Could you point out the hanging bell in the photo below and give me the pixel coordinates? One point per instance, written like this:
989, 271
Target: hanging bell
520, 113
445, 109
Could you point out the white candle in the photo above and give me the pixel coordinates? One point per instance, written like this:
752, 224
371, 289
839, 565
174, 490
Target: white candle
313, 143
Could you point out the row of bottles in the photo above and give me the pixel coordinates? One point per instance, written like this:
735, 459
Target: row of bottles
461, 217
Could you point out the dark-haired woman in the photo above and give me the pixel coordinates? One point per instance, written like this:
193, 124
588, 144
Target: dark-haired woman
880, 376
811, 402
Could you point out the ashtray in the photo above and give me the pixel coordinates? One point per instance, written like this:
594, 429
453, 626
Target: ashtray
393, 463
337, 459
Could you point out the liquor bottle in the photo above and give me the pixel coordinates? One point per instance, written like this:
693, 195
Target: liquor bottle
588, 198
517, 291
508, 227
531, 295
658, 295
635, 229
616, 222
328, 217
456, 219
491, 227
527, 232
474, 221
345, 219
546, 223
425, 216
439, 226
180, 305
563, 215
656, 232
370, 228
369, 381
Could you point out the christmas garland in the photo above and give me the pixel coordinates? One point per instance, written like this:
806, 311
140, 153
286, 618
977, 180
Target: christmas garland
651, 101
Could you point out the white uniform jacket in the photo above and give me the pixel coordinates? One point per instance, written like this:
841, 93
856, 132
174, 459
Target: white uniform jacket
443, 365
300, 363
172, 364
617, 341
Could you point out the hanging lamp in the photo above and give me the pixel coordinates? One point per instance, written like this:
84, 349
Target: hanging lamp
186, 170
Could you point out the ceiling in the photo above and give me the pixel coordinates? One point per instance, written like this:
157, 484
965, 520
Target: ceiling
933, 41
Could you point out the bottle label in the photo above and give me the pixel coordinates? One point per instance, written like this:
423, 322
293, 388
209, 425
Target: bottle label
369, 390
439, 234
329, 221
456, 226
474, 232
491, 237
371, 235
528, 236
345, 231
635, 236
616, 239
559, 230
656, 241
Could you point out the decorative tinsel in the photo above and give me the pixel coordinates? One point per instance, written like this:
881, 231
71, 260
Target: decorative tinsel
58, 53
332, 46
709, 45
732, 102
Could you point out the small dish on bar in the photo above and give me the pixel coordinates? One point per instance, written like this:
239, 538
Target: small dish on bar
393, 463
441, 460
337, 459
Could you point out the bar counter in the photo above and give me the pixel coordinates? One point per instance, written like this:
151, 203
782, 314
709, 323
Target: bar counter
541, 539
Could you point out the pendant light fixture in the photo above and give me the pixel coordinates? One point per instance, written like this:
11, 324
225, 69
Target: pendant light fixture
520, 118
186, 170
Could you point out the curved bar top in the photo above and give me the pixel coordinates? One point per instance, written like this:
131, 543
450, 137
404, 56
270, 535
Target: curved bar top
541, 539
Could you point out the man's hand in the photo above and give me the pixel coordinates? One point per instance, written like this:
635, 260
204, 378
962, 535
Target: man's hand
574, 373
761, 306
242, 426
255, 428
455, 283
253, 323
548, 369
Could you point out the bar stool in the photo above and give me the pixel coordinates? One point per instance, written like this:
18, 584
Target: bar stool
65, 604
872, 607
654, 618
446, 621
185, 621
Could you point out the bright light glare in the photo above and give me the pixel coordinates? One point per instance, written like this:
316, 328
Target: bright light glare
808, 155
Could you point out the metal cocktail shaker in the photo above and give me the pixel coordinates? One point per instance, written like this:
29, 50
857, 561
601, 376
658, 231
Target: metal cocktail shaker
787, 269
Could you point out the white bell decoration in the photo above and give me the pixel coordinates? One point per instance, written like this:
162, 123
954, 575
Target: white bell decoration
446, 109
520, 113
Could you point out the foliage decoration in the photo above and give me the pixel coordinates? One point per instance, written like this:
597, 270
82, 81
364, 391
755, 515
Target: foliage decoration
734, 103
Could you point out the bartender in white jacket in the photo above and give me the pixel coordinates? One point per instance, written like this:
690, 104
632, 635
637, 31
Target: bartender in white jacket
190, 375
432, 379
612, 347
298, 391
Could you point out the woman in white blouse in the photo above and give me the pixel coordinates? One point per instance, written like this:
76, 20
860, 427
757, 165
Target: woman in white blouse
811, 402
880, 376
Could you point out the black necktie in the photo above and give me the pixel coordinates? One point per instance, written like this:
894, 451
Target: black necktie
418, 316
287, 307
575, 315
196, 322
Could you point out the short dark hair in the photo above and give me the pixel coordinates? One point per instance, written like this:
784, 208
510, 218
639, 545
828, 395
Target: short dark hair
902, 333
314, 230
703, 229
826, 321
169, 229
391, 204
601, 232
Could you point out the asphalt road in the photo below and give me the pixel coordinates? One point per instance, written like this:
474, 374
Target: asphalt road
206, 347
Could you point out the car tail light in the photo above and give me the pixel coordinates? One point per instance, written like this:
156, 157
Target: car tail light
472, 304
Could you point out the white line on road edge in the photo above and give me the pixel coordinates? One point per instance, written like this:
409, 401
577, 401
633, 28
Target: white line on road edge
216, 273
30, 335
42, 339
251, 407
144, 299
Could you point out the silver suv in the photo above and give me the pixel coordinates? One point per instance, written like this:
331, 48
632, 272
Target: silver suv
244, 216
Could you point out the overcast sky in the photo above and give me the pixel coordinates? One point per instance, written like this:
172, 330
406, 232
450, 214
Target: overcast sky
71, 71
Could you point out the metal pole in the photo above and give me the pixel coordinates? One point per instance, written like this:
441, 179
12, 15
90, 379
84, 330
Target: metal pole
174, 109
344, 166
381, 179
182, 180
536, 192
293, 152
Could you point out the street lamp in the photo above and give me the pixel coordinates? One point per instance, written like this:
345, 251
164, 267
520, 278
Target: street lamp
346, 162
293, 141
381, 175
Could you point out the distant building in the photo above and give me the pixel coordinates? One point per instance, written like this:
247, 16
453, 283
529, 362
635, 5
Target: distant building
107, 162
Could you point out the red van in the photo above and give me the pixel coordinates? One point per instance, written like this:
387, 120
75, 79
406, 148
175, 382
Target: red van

_ _ _ _

## Directions
Tell how many lines in the entries above include the string "below", and write nothing but the number.

## Result
2